┌─ Extract provided

Most of AWS Services are provisioned using a Public cloud deployment model. However, AWS Outposts bring native AWS services, infrastructure, and operating models across on premises and the AWS cloud to deliver a truly consistent hybrid experience. AWS Outposts is designed for connected environments and can be used to support workloads that need to remain on-premises due to low latency or local data processing needs.

AWS Outposts come in two variants:

VMware Cloud on AWS Outposts allows you to use the same VMware control plane and APIs you use to run your infrastructure.
AWS native variant of AWS Outposts allows you to use the same exact APIs and control plane you use to run in the AWS cloud, but on premises.

AWS Outposts infrastructure is fully managed, maintained, and supported by AWS to deliver access to the latest AWS capabilities. Getting started is easy, you simply log into the AWS Management Console to order your Outpost, choosing from a wide catalog of Amazon EC2 instances and capacity and EBS storage options.

2.1.5. Six advantages of cloud computing¶

How AWS came to be

Six Advantages of Cloud Computing

The Six Main Benefits of Cloud Computing with Amazon Web Services

2.1.5.1. AWS cloud benefits¶

No up-front investment
Low on-going costs
Focus on innovation
Flexible innovation
Speed and agility
Global reach on demand

2.1.5.2. On-premises considerations¶

Large upfront capital expense
Labor, patches and upgrade cycles
System administration
Fixed capacity
Procurement and setup
Limited geographic regions

2.2. Overview of Amazon Web Services¶

Overview of Amazon Web Services

2.2.1. AWS products and services¶

2.2.1.1. The management continuum¶

It is important to consider how much of the infrastructure the customer wants to manage.

On one end of the management continuum is a self-managed infrastructure. In this approach, the customer manages the entirety of the infrastructure stack, including the hardware, the software, hypervisor, operating systems, applications, network, patching, upgrades, real state, power, cooling and staffing. This is the approach customers take when they manage their own data centers.
The next level is a partially managed service, like Amazon EC2. When a customer chooses EC2, they only need to manage the OS and software applications. In essence, the customer manages their virtual machine and AWS takes care ofthe rest. The customer can choose the amount of resources to allocate to a virtual machine, including CPU, memory, network, and storage amounts, as well as other configuration options, such as the inclusion of GPUs.
On the other end of the management continuum, the customer can opt for a fully managed service, such as Amazon RDS. In this case, the customer can focus on the characteristics of the service and not on the infrastructure being used to deliver the service.

As the customer moves across the management continuum, they increasingly shift their focus away from infrastructure and more toward the application.

2.2.1.2. Managed services¶

An architectural consideration unique to cloud solutions is service scope. The scope of any AWS service falls into one of 3 categories: global, regional or zonal.

An instance of a global service, such as Amazon Route 53, spans the entire AWS global infrastructure, including all Regions simultaneously.

└─

**Set task**
Write the next part of the AWS overview text, picking up after its last sentence about global services.

┌─ Provided data

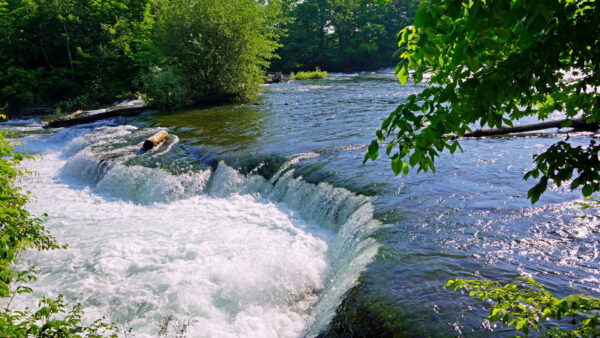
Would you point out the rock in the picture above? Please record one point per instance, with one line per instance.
(155, 139)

└─

**Written response**
An instance of a regional service, such as Amazon Aurora managed database service, is contained in a single AWS Region, but it can span all AZs simultaneously.
An instance of a zonal service. such as Amazon EC2, is contained in a single AZ.

2.2.2. AWS pricing¶

2.2.2.1. AWS cost fundamentals¶

There are 3 fundamental characteristics you pay for with AWS: compute capacity, storage and outbound data transfer. The outbound data transfer is aggregated across Amazon EC2, S3, RDS, SimpleDB, SQS, SNS, and VPC and then charged at the outbound data transfer rate. These characteristics vary depending on the AWS product you are using. This charge appears on the monthly statement as AWS Data Transfer Out. There are no charge for inbound data transfer between other services within the same region.

Pricing characteristics

Prices for many services are tiered, so that you get a volume discount. The more you use it, the cheaper the service you get.

2.2.2.2. Consumption-based model¶

With a consumption-based model, AWS customers pay only for what they use rather than pay upfront for what they think they will need in the future.

When a customer overprovisions, they order more servers than they need, and they end up with unused resources. When a customer underprovisions, they order too few servers and fail to deliver on their SLAs. In both cases, the trade-off is inefficiency and financial loss.

AWS helps their customers avoid inefficiencies and financial losses by enabling their customers to launch the infrastructure they need when they need it. With this model, overprovisioning and underprovisioning are no longer issues. Customers align their infrastructure, services, and costs to usage patterns.

Provisioning infrastructure

2.2.2.3. AWS pricing models¶

AWS pricing models offer a second way AWS can help their customers lower costs. Customers can buy from traditional vendors using various payment plans, yet in the end, they are stuck with the same set of servers until their next refresh. With AWS, customers can optimize the usage model to the requirements of workloads by maturity and behavior.

By maturity, we mean, “Does the customer have enough data to determine a usage baseline so they can use a Reserve Instance?” When we say behaviour, we mean, “Is data usage too spiky for Reserved Instances? Will Spot Instances work better?”.

Typically, customers start with On-Demand Instances to gauge their needs, and then switch to Reserved Instances (RIs), once they know their demand baseline. Reserved Instances reduce costs by up to 75% versus On-Demand.

AWS excess capacity sold for a deep discount is call a Spot Instance.

Finally, for customers with regulatory or software licensing constraints who need their own hosts, AWS provides Dedicated Hosts.

How do you pay for AWS?

How AWS Pricing Works

2.2.2.4. Tools¶

Simple monthly calculator. It will be replacing by AWS Pricing Calculator
Each AWS service has a detailed pricing page.
To programmatically access pricing details, use the AWS Price List API. Customers can set up notifications to receive alerts when AWS changes prices, such as for adds, updates, and removals.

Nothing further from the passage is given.